Supplied data:
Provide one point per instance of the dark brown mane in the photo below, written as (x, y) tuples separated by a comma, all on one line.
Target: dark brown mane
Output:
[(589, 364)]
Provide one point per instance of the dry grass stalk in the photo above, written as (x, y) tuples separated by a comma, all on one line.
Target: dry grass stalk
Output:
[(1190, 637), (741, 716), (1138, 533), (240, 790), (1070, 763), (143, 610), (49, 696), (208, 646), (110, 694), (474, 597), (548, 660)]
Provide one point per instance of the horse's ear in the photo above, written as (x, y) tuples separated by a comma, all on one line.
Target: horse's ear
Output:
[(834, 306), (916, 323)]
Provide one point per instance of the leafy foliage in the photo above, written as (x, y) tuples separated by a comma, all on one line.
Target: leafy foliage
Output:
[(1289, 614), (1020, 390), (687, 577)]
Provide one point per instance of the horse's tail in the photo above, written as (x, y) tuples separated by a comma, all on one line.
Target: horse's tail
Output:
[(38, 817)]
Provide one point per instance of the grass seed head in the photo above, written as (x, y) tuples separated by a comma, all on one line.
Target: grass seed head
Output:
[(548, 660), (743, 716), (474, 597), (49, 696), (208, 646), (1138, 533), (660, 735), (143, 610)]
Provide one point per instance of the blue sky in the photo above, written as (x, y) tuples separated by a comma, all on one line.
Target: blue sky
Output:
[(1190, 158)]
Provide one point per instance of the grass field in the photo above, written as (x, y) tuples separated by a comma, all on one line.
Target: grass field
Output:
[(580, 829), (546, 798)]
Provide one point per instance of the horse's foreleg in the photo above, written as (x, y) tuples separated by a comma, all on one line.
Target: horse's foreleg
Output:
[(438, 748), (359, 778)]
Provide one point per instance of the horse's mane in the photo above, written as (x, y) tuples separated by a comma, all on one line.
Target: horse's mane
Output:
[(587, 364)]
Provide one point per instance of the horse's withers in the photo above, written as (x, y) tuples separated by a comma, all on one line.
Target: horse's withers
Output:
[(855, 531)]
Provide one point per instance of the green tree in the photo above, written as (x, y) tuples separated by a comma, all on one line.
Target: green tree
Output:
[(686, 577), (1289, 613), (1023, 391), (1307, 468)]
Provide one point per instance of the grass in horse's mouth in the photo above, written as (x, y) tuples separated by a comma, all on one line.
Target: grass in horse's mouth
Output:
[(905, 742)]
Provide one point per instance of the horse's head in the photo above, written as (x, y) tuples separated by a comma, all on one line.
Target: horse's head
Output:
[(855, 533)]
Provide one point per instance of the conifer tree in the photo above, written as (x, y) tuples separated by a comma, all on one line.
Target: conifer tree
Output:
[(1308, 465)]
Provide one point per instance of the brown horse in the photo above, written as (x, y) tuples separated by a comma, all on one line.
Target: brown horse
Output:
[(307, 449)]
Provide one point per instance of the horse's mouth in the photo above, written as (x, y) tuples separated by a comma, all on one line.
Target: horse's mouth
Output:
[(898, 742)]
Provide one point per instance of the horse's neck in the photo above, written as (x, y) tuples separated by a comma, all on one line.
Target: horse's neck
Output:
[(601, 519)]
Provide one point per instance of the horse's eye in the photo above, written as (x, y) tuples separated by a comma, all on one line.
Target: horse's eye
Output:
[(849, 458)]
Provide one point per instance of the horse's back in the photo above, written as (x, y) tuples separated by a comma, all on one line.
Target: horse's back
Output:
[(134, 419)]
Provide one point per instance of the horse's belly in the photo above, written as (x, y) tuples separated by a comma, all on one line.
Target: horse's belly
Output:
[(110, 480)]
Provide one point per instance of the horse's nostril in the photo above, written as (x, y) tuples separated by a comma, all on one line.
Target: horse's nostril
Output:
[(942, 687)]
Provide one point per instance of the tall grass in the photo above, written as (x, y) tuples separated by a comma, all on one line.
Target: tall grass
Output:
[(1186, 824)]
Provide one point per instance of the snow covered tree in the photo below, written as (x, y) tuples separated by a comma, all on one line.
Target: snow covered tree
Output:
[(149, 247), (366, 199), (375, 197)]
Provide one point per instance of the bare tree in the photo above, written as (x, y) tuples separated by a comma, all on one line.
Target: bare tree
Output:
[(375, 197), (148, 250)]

Instructions to follow:
In the records above, collect each line with "brown".

Exercise answer:
Provide one point per instance of the dark brown mane in the photo below, written as (x, y) tuples separated by a comma, all on one line.
Target: dark brown mane
Provide one point per instance of the brown horse in the photo above, written as (x, y) tuples separated by a comma, all on one line.
Target: brown horse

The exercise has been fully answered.